= PROMPT =
Please repeat exactly the lines below from the one containing "Query: textured wall" down to the one containing "Where can you spot the stain", both included, and nothing else.

======

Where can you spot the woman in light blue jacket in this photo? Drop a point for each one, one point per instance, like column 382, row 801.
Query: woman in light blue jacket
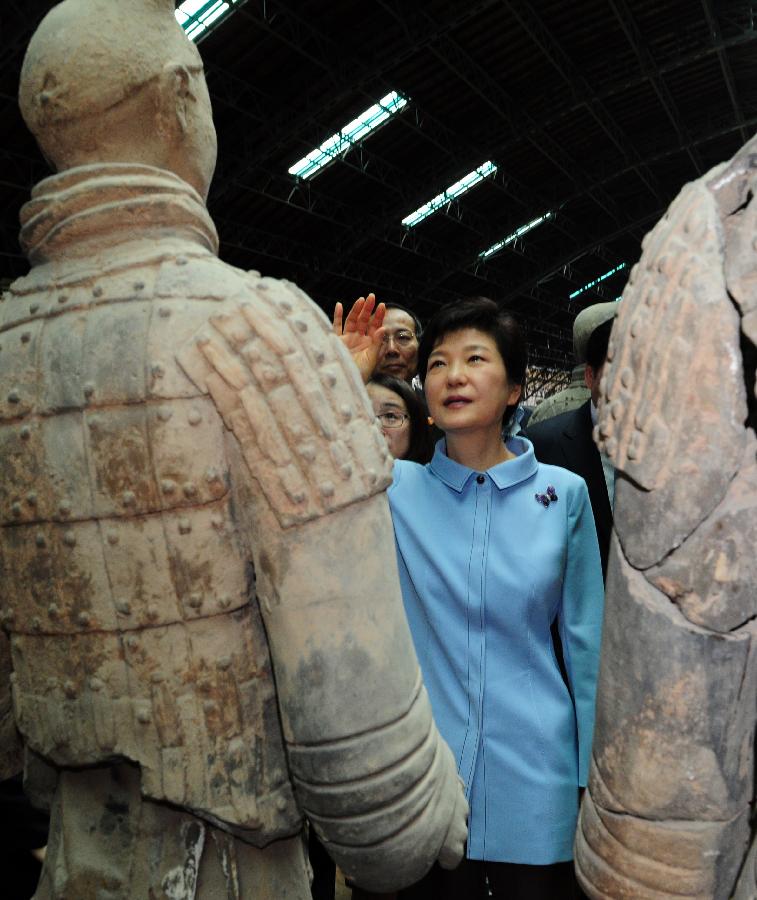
column 493, row 547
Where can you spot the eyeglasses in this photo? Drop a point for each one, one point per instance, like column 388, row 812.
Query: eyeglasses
column 400, row 338
column 392, row 419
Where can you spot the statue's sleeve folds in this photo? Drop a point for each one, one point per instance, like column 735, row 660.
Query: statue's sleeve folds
column 310, row 467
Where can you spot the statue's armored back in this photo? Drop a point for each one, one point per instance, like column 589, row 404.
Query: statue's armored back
column 192, row 469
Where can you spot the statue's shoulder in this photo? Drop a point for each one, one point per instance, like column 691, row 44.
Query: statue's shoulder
column 288, row 390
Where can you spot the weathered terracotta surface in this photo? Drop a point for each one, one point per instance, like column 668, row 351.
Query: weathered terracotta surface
column 192, row 502
column 668, row 805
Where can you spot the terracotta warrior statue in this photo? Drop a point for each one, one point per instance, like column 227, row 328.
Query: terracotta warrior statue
column 667, row 812
column 199, row 577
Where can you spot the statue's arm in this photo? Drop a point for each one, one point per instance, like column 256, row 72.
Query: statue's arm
column 369, row 767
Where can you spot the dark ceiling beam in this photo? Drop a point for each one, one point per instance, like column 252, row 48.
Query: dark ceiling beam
column 359, row 71
column 552, row 50
column 462, row 156
column 649, row 66
column 449, row 53
column 725, row 67
column 559, row 265
column 256, row 244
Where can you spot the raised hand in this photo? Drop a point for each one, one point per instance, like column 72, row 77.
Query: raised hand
column 361, row 332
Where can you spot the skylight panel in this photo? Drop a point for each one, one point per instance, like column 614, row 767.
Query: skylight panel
column 338, row 144
column 596, row 281
column 198, row 17
column 454, row 190
column 519, row 232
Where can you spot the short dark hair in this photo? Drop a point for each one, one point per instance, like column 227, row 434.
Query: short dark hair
column 596, row 348
column 487, row 316
column 404, row 309
column 421, row 447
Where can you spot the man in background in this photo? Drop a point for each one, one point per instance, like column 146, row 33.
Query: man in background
column 566, row 440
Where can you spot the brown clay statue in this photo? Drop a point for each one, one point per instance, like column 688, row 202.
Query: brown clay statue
column 667, row 812
column 199, row 575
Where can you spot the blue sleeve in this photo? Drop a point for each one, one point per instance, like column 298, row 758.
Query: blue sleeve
column 580, row 618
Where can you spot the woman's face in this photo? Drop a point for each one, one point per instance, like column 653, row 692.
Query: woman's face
column 391, row 411
column 467, row 387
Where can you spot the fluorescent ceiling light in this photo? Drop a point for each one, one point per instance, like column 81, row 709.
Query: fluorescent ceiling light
column 519, row 232
column 197, row 16
column 596, row 281
column 338, row 144
column 454, row 190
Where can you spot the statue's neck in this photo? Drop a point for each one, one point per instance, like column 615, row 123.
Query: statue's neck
column 101, row 208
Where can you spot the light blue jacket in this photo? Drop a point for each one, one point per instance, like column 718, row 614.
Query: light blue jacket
column 485, row 568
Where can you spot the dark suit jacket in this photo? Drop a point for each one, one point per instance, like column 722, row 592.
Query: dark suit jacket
column 566, row 441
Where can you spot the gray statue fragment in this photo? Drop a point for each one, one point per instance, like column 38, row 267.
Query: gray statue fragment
column 192, row 474
column 667, row 812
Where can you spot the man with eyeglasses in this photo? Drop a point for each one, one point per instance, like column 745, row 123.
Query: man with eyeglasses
column 398, row 355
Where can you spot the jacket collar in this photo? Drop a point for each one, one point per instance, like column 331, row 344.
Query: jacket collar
column 504, row 474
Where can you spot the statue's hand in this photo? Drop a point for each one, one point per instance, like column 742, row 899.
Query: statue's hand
column 362, row 332
column 453, row 847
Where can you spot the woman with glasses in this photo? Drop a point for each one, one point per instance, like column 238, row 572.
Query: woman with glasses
column 493, row 548
column 403, row 418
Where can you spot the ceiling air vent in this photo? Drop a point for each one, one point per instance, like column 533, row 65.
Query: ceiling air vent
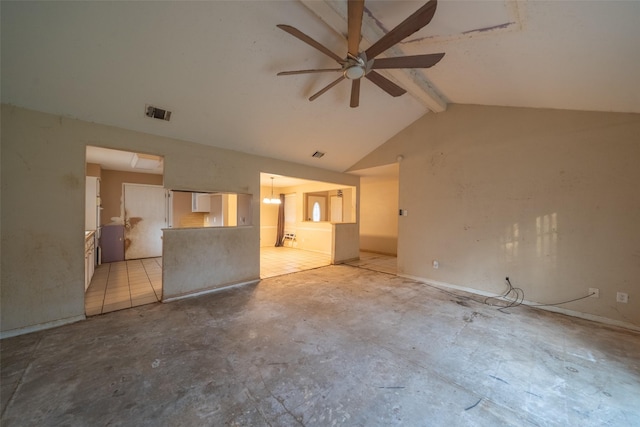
column 157, row 113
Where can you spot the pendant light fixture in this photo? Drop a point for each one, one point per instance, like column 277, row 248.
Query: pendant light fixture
column 272, row 200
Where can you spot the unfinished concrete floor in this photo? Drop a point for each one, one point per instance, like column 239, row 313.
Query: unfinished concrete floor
column 337, row 345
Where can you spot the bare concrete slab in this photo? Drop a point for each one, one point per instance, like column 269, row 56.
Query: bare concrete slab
column 337, row 345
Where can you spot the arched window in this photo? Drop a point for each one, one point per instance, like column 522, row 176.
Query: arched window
column 316, row 212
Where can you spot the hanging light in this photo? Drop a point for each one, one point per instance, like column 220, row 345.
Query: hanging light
column 272, row 200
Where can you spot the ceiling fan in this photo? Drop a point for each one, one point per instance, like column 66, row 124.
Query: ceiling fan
column 359, row 64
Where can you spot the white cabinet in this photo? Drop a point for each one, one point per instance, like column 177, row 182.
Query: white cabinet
column 200, row 202
column 89, row 258
column 92, row 203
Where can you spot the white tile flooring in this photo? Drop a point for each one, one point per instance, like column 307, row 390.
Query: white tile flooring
column 126, row 284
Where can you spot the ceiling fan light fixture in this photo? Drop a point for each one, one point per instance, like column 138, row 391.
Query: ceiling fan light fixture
column 354, row 72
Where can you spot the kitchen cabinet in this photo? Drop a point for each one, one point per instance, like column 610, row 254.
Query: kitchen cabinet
column 112, row 243
column 200, row 202
column 92, row 203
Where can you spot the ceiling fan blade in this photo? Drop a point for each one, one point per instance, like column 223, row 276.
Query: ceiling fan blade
column 322, row 70
column 417, row 61
column 385, row 84
column 355, row 9
column 413, row 23
column 311, row 42
column 355, row 93
column 326, row 88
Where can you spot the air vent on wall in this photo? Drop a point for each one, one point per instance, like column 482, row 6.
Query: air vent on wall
column 157, row 113
column 146, row 161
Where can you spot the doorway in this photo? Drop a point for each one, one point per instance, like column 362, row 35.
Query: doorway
column 132, row 210
column 145, row 215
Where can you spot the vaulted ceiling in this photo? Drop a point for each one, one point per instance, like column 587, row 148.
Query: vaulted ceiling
column 214, row 65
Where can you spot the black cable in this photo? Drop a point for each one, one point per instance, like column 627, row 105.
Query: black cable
column 517, row 298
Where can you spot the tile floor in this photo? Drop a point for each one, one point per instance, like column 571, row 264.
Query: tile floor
column 337, row 345
column 284, row 260
column 124, row 284
column 119, row 285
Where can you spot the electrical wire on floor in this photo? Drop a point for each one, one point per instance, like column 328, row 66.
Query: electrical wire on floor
column 514, row 297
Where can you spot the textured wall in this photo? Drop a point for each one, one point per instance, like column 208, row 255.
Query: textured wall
column 549, row 198
column 43, row 191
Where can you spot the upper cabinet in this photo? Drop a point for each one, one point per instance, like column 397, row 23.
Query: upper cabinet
column 200, row 202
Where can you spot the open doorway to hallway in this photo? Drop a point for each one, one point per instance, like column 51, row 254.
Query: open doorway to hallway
column 379, row 208
column 126, row 210
column 298, row 218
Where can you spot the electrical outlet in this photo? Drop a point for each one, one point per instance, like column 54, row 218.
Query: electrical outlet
column 622, row 297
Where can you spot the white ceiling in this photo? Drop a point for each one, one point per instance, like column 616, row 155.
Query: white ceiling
column 214, row 65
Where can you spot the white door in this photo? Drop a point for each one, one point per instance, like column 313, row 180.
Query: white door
column 317, row 208
column 290, row 213
column 336, row 209
column 145, row 213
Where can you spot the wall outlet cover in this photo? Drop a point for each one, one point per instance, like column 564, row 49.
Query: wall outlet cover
column 622, row 297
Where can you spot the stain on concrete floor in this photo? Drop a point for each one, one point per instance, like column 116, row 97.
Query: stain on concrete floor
column 337, row 345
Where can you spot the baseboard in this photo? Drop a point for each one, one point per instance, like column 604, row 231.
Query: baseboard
column 208, row 291
column 40, row 327
column 555, row 309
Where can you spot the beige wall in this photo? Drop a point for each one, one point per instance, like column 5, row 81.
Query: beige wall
column 111, row 192
column 43, row 175
column 549, row 198
column 268, row 217
column 379, row 227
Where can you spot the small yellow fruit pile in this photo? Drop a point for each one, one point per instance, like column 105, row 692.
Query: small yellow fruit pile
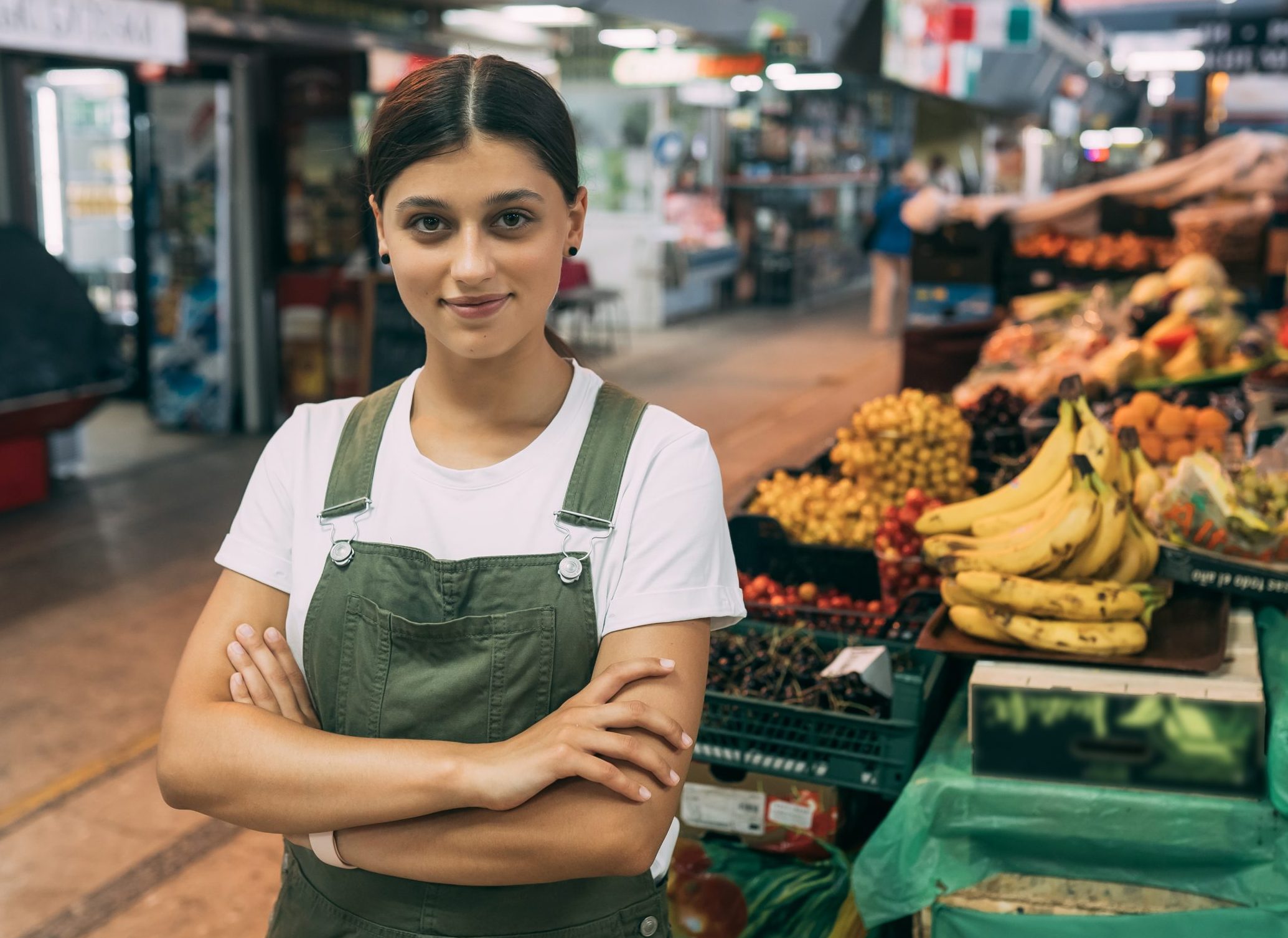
column 905, row 441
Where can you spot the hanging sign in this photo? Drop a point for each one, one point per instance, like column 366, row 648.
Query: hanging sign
column 1244, row 44
column 119, row 30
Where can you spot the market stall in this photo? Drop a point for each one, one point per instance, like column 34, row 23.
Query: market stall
column 1035, row 624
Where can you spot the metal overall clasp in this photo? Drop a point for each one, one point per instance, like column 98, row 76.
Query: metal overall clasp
column 342, row 548
column 571, row 565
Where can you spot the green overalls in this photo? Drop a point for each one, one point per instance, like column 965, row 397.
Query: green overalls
column 400, row 645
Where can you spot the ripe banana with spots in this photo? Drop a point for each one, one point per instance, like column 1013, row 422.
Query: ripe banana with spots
column 1074, row 522
column 1038, row 477
column 1125, row 637
column 1007, row 522
column 979, row 623
column 1091, row 601
column 1114, row 511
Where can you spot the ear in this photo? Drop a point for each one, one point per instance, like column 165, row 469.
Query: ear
column 577, row 217
column 380, row 224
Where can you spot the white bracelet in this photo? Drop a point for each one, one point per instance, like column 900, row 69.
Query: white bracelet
column 324, row 846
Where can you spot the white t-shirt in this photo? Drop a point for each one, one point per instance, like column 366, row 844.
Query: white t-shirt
column 669, row 558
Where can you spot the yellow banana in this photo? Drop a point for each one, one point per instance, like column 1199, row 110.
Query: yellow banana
column 979, row 623
column 1031, row 485
column 1089, row 601
column 955, row 594
column 1077, row 522
column 1007, row 522
column 1096, row 443
column 1125, row 566
column 1104, row 542
column 1126, row 637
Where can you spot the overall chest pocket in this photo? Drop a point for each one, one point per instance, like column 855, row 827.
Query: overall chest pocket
column 471, row 680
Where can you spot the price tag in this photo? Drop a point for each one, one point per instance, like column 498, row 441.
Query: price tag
column 871, row 663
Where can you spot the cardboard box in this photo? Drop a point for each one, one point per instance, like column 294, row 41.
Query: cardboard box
column 1125, row 728
column 766, row 812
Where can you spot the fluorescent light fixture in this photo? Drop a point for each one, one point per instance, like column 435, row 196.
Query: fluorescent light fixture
column 629, row 39
column 1160, row 90
column 548, row 14
column 1096, row 140
column 50, row 171
column 1170, row 61
column 70, row 78
column 808, row 82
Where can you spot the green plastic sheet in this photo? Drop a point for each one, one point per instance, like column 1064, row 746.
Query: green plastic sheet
column 1216, row 923
column 951, row 830
column 1273, row 640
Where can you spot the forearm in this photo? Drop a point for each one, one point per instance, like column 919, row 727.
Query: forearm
column 265, row 772
column 572, row 830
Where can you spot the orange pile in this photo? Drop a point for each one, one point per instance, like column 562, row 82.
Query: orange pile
column 1168, row 432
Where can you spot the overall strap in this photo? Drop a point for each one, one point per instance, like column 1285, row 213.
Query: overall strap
column 355, row 465
column 596, row 477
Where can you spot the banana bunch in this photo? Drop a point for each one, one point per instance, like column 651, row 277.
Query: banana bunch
column 1089, row 617
column 1072, row 514
column 1058, row 559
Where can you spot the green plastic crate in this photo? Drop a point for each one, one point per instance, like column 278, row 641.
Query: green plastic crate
column 824, row 746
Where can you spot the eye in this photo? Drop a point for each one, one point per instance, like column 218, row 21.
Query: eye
column 426, row 224
column 513, row 220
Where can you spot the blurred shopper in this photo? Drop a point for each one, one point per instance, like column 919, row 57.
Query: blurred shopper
column 890, row 244
column 944, row 177
column 458, row 651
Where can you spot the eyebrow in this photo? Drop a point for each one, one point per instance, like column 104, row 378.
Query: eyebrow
column 495, row 199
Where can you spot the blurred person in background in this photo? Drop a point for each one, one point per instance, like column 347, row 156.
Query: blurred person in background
column 944, row 177
column 890, row 247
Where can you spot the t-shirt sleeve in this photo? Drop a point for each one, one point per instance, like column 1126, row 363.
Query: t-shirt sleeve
column 678, row 564
column 259, row 541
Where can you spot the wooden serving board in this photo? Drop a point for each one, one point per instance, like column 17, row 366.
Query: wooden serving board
column 1189, row 634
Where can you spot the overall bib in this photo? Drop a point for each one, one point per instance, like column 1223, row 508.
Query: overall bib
column 401, row 645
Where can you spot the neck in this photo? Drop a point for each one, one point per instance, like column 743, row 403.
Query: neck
column 526, row 386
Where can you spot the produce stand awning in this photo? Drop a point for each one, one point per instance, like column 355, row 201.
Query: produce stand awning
column 951, row 830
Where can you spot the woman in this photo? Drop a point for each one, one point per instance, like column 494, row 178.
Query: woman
column 497, row 577
column 890, row 245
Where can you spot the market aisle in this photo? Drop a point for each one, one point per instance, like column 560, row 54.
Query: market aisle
column 107, row 580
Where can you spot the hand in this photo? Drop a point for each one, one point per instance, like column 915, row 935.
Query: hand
column 571, row 741
column 267, row 676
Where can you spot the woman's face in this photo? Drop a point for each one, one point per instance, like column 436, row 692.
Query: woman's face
column 476, row 241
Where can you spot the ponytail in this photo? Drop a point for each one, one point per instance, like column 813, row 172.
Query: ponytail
column 562, row 348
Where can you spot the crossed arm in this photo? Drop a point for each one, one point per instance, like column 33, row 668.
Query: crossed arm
column 428, row 810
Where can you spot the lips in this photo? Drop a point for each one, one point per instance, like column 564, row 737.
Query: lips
column 477, row 307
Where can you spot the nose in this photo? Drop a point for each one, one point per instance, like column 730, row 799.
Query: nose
column 473, row 260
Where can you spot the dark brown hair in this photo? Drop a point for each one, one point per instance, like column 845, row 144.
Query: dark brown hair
column 440, row 107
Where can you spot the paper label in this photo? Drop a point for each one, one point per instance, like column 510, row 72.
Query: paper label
column 871, row 663
column 730, row 811
column 790, row 815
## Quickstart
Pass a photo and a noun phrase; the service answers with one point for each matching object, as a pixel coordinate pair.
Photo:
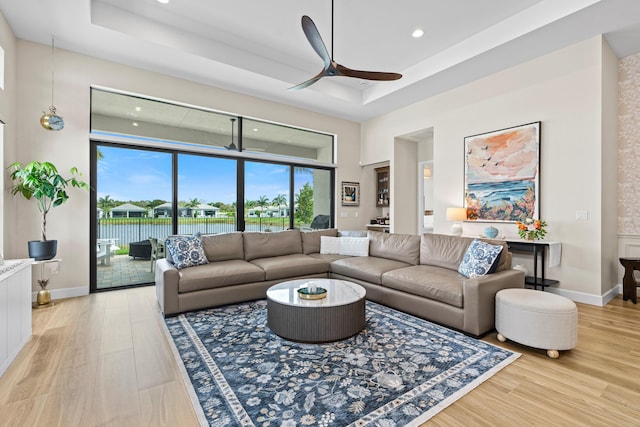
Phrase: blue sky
(128, 174)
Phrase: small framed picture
(350, 193)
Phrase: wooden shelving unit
(383, 187)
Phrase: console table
(538, 249)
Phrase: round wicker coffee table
(338, 316)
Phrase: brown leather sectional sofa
(415, 274)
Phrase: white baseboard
(64, 293)
(590, 299)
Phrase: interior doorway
(426, 173)
(425, 178)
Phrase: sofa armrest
(479, 296)
(167, 278)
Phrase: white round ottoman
(537, 319)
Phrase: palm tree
(103, 203)
(279, 200)
(263, 201)
(193, 203)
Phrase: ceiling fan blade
(310, 81)
(367, 75)
(315, 40)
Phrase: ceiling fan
(232, 146)
(331, 67)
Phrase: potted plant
(42, 182)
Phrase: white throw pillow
(354, 246)
(329, 245)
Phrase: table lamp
(456, 214)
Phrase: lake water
(126, 233)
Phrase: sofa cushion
(329, 245)
(186, 251)
(504, 262)
(443, 251)
(353, 246)
(398, 247)
(481, 258)
(436, 283)
(286, 266)
(311, 239)
(263, 245)
(219, 274)
(329, 257)
(369, 269)
(223, 247)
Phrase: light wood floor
(104, 360)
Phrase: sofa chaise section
(242, 266)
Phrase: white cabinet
(15, 309)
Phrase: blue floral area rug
(399, 371)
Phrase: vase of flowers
(531, 229)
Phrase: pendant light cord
(331, 29)
(52, 107)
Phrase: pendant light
(51, 120)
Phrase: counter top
(12, 266)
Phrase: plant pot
(43, 250)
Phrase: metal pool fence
(123, 231)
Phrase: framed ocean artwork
(502, 174)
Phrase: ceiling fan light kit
(331, 67)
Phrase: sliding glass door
(207, 194)
(266, 191)
(142, 195)
(132, 186)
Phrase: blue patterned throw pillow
(481, 258)
(186, 251)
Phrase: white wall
(404, 170)
(7, 115)
(70, 147)
(564, 91)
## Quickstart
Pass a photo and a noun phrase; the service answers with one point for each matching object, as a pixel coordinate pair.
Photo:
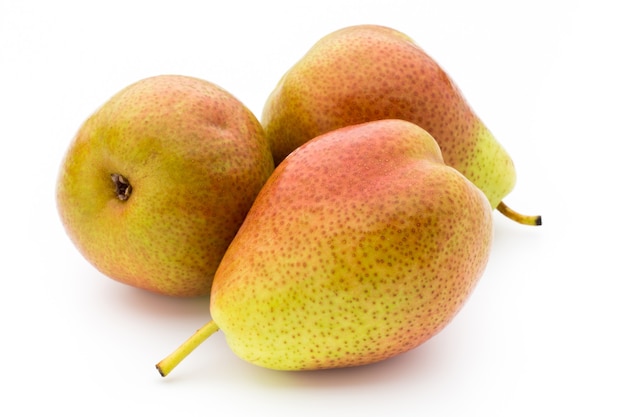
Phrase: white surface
(541, 335)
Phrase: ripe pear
(157, 181)
(367, 72)
(362, 245)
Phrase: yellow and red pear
(368, 72)
(362, 245)
(158, 180)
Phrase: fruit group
(366, 73)
(157, 181)
(362, 245)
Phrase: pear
(367, 72)
(157, 181)
(362, 245)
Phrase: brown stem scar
(123, 189)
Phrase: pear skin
(362, 245)
(158, 180)
(367, 72)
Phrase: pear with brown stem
(367, 72)
(362, 245)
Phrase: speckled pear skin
(364, 73)
(196, 158)
(362, 245)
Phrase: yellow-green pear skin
(367, 72)
(158, 180)
(362, 245)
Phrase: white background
(541, 335)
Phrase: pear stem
(173, 359)
(534, 220)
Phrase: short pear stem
(534, 220)
(173, 359)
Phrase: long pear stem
(173, 359)
(520, 218)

======

= TASK RESPONSE =
Query: textured wall
column 549, row 198
column 43, row 191
Where can you spot the upper cabinet in this photo? Drop a point for each one, one point per instance, like column 397, row 23.
Query: upper cabinet
column 200, row 202
Where can you spot the open doorway to hallway in this photo? Drop a point for each one, one point per instance, like column 51, row 254.
Query: open doorway to hallway
column 379, row 208
column 126, row 210
column 298, row 218
Where can you spot the electrical outlet in this photo? Drop a point for each one, one point per instance, like column 54, row 218.
Query: electrical outlet
column 622, row 297
Where can you spot the white ceiling in this photo? Drop a point for each one, one point per instance, like column 616, row 155.
Query: white ceiling
column 214, row 65
Where can you spot the white door in this photo? Drop a point for each one, one point per instance, like column 313, row 180.
Query: white door
column 317, row 208
column 290, row 213
column 336, row 209
column 145, row 213
Where can you spot the wall outlet cover in this photo? Drop a point for each one, one point per instance, like column 564, row 49.
Query: wall outlet cover
column 622, row 297
Where can you spot the stain on concrete floor in this photo? Drop a point for each one, one point per instance, like column 116, row 97.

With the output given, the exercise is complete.